TASK OBJECTIVE >>
Copy everything from the line containing "# locate man" down to the last of the entries, word for word.

........

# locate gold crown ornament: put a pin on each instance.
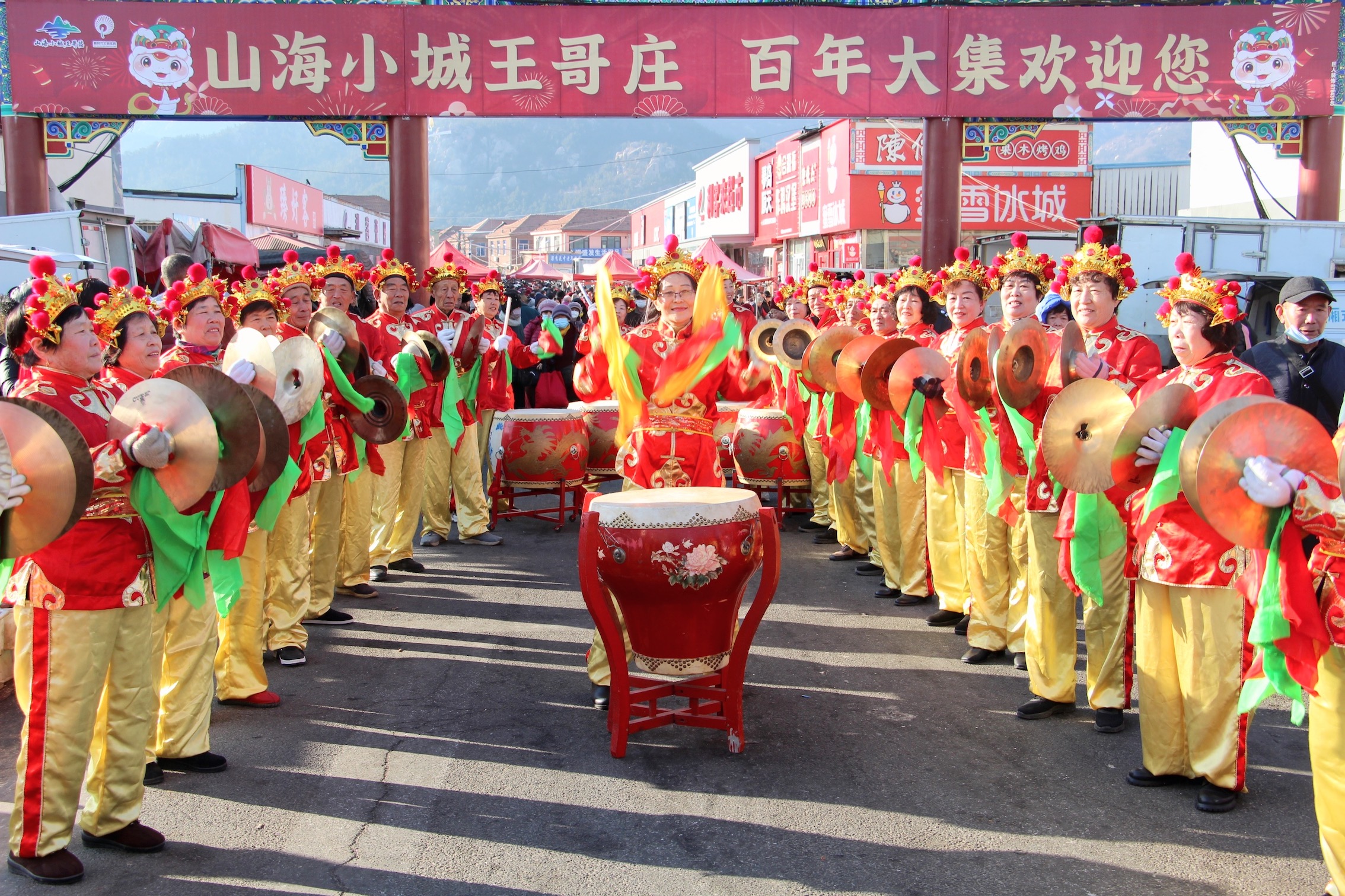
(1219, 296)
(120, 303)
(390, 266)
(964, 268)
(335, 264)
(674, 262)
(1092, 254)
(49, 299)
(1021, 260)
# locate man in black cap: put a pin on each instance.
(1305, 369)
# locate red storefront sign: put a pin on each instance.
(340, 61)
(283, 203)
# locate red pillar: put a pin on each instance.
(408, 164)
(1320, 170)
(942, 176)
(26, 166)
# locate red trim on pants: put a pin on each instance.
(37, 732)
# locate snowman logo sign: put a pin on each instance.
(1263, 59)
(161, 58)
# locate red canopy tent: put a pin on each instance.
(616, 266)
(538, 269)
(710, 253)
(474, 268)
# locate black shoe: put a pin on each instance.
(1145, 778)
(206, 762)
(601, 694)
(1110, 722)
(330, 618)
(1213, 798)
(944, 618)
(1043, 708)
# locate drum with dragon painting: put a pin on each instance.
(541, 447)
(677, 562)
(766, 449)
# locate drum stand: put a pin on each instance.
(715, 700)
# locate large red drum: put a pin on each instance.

........

PROBLEM SOLUTION >>
# locate man in black cap: put a pin on each instance.
(1305, 369)
# locate red storefront sign: put a pin on each instance.
(340, 61)
(283, 203)
# locate red pillar: put a pin on each instance.
(408, 164)
(1320, 170)
(942, 176)
(26, 166)
# locate red trim on pants: put a pin on each instance.
(37, 732)
# locate snowman logo sign: put a pin on each instance.
(1263, 59)
(161, 58)
# locate red canopy tent: put a pin on each instance.
(616, 266)
(538, 269)
(710, 253)
(474, 268)
# locate black shoe: put a pin on each instance.
(1145, 778)
(206, 762)
(601, 694)
(1110, 722)
(330, 618)
(1213, 798)
(944, 618)
(1043, 708)
# locate drum with dragon painting: put a pin on each instance.
(541, 447)
(677, 562)
(766, 449)
# locate drum stand: put a pin on each instance.
(715, 700)
# locate large red drum: put a pin on each instance.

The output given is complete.